* **Zu bearbeitende Aufgabe**: Kannst du die Einträge von der Zeile mit „One point lands on every instance of the branch“ bis zum Ende der Einträge noch einmal wiedergeben und dabei „bee swarm“ gegen „honeybee cluster“ austauschen, ohne sonst etwas zu verändern?

(Auszug aus einem Datensatz)
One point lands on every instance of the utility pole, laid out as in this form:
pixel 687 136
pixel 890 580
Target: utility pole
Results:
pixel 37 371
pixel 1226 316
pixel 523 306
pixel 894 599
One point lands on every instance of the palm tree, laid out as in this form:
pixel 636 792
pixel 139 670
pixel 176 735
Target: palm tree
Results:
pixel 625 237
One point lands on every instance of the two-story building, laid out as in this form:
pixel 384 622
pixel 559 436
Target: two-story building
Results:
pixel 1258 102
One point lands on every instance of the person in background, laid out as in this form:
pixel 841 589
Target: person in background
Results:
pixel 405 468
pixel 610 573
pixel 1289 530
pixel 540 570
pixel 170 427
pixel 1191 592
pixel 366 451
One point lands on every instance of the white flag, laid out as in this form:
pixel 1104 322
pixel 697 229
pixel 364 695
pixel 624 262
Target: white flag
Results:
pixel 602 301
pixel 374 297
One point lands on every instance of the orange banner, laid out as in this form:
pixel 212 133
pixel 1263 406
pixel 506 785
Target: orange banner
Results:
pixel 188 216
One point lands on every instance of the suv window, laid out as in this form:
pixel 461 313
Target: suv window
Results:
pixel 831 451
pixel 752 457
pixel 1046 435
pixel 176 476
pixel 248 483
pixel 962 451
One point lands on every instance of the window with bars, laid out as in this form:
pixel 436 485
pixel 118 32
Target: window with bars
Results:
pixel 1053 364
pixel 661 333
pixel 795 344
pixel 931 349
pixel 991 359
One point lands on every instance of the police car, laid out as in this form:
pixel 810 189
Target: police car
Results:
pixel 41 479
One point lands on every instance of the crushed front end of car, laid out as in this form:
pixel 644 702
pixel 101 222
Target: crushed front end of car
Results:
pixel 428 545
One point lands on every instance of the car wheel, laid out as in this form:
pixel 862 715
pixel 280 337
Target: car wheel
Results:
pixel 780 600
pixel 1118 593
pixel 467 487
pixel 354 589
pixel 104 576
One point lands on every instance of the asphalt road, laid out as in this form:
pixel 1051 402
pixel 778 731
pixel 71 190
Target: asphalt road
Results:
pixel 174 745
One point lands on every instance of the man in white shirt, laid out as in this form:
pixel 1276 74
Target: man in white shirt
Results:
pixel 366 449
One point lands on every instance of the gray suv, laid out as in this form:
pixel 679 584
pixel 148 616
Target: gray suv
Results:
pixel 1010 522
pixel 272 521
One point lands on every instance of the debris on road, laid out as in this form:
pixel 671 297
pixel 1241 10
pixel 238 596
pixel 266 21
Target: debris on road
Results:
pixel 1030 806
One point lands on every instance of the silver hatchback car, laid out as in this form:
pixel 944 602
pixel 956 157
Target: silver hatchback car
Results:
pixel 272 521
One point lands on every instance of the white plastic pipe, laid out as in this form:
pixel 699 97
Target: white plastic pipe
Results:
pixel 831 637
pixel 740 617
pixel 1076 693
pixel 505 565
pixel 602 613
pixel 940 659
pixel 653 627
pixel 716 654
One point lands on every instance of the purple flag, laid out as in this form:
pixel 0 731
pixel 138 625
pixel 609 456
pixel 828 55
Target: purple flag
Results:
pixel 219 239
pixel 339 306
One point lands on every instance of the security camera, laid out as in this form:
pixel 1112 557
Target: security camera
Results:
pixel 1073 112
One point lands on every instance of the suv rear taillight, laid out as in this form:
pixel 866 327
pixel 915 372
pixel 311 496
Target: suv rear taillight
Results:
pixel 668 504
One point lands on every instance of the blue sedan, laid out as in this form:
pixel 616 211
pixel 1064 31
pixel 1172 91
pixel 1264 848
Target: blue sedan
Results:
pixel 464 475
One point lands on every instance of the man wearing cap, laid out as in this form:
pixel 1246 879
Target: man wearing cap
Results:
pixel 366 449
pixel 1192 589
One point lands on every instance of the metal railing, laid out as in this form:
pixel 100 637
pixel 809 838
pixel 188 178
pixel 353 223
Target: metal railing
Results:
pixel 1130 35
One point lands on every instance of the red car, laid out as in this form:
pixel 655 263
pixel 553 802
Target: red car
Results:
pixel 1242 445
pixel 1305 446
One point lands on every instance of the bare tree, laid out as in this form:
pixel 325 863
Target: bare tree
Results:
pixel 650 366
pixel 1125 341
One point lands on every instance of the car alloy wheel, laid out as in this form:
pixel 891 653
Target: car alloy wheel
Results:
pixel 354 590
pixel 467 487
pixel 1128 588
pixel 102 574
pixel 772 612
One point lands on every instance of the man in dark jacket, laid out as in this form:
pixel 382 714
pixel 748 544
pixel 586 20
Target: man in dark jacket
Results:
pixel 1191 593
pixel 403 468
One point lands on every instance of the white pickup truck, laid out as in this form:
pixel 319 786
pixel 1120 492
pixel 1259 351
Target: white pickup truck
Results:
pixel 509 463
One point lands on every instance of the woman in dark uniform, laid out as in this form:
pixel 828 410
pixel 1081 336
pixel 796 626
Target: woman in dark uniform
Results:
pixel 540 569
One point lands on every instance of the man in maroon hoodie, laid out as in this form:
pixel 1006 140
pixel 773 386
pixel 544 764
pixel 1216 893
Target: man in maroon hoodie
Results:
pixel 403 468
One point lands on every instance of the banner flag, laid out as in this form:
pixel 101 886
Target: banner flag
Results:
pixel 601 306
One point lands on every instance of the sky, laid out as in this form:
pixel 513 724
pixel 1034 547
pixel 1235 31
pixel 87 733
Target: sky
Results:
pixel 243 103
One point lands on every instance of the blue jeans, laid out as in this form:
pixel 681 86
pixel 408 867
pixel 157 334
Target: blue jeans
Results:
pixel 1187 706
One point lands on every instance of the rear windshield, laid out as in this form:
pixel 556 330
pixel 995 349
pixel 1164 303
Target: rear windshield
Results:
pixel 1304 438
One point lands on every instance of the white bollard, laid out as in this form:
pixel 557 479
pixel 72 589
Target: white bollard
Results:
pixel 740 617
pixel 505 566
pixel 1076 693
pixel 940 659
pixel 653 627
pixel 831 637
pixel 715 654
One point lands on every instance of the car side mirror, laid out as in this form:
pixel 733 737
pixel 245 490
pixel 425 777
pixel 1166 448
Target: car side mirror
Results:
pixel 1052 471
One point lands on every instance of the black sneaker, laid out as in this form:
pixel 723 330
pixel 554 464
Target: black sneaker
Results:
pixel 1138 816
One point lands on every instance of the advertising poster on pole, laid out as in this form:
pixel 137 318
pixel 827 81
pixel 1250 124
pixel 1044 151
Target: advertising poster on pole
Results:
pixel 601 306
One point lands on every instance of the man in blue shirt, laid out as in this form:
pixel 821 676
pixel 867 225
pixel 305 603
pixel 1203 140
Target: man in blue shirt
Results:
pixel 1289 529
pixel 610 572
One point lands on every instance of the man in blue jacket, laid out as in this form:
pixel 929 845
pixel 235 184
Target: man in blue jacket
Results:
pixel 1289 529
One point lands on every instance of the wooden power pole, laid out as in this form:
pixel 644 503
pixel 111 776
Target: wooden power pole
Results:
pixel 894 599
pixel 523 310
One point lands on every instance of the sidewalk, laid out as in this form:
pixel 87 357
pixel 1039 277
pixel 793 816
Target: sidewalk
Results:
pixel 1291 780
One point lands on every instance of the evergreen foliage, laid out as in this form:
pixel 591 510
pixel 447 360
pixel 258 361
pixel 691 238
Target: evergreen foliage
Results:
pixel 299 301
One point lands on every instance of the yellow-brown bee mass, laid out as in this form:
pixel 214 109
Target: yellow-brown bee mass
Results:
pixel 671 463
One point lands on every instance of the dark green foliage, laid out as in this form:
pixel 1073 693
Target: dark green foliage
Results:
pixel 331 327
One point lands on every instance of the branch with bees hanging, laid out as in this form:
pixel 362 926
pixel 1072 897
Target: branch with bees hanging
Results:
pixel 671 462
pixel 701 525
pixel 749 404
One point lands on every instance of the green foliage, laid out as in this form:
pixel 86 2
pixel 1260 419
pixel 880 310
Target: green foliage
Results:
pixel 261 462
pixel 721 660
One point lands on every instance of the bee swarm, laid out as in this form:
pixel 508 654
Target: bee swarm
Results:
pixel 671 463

* **Schriftliche Lösung**:
One point lands on every instance of the branch with bees hanging, laid out as in this form:
pixel 362 926
pixel 1072 897
Target: branch with bees hanging
Results:
pixel 671 462
pixel 701 525
pixel 749 404
One point lands on every instance of the green foliage, laid out as in this form:
pixel 86 2
pixel 1260 419
pixel 880 310
Target: green foliage
Results:
pixel 261 462
pixel 721 660
One point lands on every instance of the honeybee cluster, laid out as in this form:
pixel 508 654
Target: honeybee cluster
Results:
pixel 671 463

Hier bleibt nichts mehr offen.